• [WORK INSTRUCTIONS] Which lines below fall between the one containing "box: [241, 480, 338, 562]" and the one containing "positive clicks: (290, 496)"? Repeat them exactly, counting both of those lines, and add nothing else.

• [ENTRIES SUPPLIED]
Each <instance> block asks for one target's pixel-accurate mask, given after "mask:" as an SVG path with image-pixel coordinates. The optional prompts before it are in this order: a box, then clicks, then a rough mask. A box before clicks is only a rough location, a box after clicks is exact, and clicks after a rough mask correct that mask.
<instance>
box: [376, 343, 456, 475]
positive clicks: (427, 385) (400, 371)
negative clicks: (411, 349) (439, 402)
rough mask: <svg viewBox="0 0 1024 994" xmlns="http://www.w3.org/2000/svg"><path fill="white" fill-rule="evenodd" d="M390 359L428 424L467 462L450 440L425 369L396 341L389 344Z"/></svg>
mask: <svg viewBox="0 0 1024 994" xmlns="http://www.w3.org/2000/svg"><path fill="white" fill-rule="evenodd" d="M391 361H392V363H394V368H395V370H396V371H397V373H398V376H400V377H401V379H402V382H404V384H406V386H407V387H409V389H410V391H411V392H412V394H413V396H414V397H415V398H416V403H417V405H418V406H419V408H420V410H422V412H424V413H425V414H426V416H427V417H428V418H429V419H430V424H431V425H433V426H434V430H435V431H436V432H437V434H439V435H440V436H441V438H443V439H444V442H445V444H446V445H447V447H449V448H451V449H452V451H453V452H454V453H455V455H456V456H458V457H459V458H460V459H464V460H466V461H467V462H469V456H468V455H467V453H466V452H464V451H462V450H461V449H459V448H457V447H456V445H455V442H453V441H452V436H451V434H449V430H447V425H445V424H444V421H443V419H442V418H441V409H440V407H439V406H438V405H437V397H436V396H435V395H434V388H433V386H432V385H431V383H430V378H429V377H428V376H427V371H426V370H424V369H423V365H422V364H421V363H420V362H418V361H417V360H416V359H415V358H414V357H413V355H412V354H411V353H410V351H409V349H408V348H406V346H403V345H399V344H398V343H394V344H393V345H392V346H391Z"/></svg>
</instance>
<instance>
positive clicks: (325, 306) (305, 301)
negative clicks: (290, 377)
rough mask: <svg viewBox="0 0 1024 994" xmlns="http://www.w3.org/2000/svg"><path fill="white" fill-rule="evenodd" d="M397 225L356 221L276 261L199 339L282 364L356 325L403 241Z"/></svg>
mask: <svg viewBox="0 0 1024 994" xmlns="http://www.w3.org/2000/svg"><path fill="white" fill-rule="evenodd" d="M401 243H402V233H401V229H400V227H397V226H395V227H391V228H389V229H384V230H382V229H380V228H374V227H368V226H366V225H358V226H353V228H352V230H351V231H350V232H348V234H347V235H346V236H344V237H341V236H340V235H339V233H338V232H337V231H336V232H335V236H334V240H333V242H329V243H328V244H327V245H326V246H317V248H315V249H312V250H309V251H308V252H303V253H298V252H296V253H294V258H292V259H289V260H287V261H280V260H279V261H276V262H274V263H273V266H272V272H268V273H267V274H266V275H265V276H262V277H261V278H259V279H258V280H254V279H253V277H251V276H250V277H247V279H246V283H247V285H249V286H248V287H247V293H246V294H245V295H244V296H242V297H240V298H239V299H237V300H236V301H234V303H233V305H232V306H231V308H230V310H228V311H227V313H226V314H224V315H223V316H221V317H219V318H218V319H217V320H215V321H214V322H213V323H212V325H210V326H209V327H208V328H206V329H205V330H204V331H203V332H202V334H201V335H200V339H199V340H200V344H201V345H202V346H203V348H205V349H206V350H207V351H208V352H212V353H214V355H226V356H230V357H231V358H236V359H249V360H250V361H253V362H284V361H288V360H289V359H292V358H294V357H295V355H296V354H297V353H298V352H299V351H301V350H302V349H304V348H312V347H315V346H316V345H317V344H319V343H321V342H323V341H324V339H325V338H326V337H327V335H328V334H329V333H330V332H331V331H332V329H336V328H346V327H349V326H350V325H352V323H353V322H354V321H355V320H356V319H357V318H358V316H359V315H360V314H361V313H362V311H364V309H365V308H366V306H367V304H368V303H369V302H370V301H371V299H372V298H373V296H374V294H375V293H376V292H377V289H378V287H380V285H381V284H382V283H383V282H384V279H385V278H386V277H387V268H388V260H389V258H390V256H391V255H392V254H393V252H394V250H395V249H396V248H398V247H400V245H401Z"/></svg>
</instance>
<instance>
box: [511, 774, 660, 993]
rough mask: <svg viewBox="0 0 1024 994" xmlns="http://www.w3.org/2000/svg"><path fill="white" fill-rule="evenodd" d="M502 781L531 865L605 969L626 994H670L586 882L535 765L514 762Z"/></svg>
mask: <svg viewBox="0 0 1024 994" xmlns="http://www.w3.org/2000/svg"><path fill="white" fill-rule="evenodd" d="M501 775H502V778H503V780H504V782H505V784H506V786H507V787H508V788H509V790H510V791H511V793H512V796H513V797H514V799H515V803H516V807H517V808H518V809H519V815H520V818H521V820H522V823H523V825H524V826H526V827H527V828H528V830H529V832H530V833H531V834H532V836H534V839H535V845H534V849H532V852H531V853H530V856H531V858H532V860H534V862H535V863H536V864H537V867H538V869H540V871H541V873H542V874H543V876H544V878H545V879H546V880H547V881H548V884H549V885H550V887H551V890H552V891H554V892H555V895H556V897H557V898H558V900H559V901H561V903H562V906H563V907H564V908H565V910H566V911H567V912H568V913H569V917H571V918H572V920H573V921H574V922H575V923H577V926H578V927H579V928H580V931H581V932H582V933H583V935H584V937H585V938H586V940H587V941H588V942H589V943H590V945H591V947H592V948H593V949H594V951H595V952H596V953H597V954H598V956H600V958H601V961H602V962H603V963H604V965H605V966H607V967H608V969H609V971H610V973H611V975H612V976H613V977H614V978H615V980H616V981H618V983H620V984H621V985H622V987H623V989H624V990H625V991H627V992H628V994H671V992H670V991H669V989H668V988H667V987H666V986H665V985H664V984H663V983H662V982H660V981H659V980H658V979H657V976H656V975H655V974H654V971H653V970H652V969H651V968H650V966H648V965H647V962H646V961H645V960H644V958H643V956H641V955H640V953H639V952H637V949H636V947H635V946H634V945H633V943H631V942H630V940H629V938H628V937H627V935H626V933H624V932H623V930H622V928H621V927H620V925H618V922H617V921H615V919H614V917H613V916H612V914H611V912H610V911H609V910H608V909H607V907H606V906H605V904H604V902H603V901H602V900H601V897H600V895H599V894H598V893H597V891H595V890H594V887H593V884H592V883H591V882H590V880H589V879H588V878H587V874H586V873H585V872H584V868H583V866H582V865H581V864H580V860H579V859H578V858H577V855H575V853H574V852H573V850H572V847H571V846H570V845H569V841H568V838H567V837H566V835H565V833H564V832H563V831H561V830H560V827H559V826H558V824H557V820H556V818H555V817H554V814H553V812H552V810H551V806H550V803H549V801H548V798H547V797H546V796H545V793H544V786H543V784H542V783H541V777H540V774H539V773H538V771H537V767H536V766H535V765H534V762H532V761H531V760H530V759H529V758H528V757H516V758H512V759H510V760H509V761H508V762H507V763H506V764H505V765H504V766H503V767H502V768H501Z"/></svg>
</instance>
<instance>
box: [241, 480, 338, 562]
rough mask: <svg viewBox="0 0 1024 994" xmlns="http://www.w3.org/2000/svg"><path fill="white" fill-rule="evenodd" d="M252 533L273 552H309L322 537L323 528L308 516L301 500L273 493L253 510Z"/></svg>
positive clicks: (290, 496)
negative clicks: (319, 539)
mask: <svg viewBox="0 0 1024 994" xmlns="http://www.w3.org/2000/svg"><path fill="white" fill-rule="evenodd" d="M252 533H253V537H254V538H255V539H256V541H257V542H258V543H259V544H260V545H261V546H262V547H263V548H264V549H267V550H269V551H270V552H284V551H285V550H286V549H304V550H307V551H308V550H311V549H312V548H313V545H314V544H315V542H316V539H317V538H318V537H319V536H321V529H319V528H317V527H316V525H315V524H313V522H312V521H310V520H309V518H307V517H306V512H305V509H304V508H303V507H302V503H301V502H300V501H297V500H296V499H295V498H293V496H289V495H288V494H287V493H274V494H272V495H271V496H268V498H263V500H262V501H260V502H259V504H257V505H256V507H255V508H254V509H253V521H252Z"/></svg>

• [RESULT]
box: [241, 480, 338, 562]
rough mask: <svg viewBox="0 0 1024 994" xmlns="http://www.w3.org/2000/svg"><path fill="white" fill-rule="evenodd" d="M252 533L273 552H309L322 537L323 528L308 516L301 500L273 493L253 510Z"/></svg>
positive clicks: (290, 496)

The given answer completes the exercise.